# Start of Text shown

Another unreliable witness to X’s mother’s exasperation with the system – an employee at the care unit where X resides – has added his untrustworthy voice to the systematic condemnation of (and contempt for) this particular parent; despite physically preventing X’s mother from kissing her daughter goodbye when dropping her off at the residential care unit – an aggressive gesture that led to police involvement – this dickhead has been roped-in to uphold the authorities’ dodgy dossier against X’s mother, thus increasing the strain the whole process is undoubtedly placing upon a woman whose sole concern is for the wellbeing of a child too difficult for one person to permanently look after.
She handed over her daughter to authorities allegedly qualified to take care of children whose mental incapacity is so incompatible with society that only the State can control them; but repeatedly highlighting the State’s uselessness where most submit without question has left the mother up against a State intent on exacting revenge for her outrageous impertinence.

# End of Text shown
# Start of Raw records

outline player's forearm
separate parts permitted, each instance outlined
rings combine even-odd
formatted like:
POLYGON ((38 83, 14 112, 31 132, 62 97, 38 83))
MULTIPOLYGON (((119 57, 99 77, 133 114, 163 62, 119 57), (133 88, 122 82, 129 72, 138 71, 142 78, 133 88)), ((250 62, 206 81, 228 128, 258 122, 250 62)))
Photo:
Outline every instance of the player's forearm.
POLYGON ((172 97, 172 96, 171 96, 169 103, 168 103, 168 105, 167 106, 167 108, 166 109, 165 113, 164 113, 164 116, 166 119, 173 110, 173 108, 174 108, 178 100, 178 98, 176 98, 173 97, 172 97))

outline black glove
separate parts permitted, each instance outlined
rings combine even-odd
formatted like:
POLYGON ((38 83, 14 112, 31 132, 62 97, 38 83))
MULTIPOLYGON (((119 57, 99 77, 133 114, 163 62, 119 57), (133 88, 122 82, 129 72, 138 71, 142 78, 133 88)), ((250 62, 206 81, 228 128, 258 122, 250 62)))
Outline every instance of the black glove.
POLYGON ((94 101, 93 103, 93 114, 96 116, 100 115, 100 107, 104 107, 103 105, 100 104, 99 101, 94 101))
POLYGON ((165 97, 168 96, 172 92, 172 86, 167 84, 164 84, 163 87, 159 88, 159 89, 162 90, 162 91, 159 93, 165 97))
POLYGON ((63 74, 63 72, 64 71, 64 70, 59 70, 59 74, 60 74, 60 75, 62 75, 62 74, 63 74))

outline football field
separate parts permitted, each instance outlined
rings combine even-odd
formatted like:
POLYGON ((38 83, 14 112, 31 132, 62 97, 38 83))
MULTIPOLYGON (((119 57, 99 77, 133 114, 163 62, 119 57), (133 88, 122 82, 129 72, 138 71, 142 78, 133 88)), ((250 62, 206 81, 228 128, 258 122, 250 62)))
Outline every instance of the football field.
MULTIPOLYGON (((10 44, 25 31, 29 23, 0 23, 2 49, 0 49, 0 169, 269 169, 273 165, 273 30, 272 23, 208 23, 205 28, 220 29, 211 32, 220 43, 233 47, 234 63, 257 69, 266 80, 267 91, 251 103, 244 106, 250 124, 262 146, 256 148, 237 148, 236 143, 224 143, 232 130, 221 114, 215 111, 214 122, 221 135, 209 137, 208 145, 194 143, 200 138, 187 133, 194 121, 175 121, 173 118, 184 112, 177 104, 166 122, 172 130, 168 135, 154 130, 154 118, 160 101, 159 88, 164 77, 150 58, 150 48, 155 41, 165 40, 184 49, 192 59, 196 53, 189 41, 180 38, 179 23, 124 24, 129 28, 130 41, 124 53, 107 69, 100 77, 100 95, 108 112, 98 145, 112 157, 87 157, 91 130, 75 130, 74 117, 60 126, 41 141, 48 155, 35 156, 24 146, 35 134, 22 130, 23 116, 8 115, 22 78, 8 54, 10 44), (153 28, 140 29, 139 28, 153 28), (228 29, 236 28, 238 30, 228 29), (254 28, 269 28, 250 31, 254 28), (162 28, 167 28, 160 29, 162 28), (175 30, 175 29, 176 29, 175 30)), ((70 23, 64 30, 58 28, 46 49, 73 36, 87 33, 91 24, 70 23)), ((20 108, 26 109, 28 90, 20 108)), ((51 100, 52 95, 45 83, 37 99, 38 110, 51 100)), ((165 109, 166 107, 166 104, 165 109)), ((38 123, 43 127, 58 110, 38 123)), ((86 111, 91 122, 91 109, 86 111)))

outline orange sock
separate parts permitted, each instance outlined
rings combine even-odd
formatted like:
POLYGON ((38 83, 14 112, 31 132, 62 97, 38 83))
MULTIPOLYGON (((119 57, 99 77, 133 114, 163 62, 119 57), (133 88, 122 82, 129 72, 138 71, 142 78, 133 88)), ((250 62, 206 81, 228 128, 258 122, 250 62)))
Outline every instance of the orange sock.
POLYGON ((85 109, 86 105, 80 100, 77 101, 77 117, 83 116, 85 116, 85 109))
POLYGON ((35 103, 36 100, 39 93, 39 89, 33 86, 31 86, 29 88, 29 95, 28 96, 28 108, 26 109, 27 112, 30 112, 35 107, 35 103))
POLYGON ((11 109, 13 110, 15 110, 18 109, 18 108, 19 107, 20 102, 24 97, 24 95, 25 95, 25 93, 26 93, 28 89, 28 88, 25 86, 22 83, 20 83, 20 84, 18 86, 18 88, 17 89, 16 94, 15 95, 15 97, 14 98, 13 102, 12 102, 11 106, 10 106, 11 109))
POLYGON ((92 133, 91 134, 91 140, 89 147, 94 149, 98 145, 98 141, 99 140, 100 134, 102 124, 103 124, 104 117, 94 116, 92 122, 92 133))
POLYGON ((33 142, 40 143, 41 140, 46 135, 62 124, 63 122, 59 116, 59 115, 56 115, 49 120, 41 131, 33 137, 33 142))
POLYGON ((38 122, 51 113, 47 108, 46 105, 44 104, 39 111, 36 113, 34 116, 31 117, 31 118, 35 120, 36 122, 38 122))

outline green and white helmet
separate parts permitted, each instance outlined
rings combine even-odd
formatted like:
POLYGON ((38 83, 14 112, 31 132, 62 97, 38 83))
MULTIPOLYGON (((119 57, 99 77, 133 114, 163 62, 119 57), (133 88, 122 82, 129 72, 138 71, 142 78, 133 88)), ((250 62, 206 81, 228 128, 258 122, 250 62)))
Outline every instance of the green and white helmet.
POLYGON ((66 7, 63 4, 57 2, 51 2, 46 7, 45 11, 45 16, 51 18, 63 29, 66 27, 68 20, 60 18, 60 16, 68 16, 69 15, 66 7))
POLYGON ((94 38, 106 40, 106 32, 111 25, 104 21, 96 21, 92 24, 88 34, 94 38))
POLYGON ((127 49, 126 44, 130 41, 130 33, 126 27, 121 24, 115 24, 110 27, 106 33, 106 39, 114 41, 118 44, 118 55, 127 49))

# End of Raw records

Directions =>
a – Could you give the passage about the mother and the care system again, starting at "She handed over" and ending at "her outrageous impertinence.", with "authorities" swapped for "officials"?
b – Can you repeat the lines of the rows starting at the line that contains "outline orange sock" and ending at the line that contains "POLYGON ((35 103, 36"?
The passage and the rows come from unrelated sources.

Worked solutions =>
a –
She handed over her daughter to officials allegedly qualified to take care of children whose mental incapacity is so incompatible with society that only the State can control them; but repeatedly highlighting the State’s uselessness where most submit without question has left the mother up against a State intent on exacting revenge for her outrageous impertinence.

b –
outline orange sock
separate parts permitted, each instance outlined
rings combine even-odd
formatted like:
POLYGON ((38 83, 14 112, 31 132, 62 97, 38 83))
MULTIPOLYGON (((119 57, 99 77, 133 114, 163 62, 119 57), (133 88, 122 82, 129 72, 138 71, 142 78, 133 88)), ((250 62, 206 81, 228 128, 258 122, 250 62)))
Outline every instance of the orange sock.
POLYGON ((85 109, 86 105, 80 100, 77 101, 77 117, 83 116, 85 116, 85 109))
POLYGON ((35 103, 36 100, 39 93, 39 89, 33 86, 31 86, 29 88, 29 95, 28 96, 28 108, 26 109, 27 112, 30 112, 35 107, 35 103))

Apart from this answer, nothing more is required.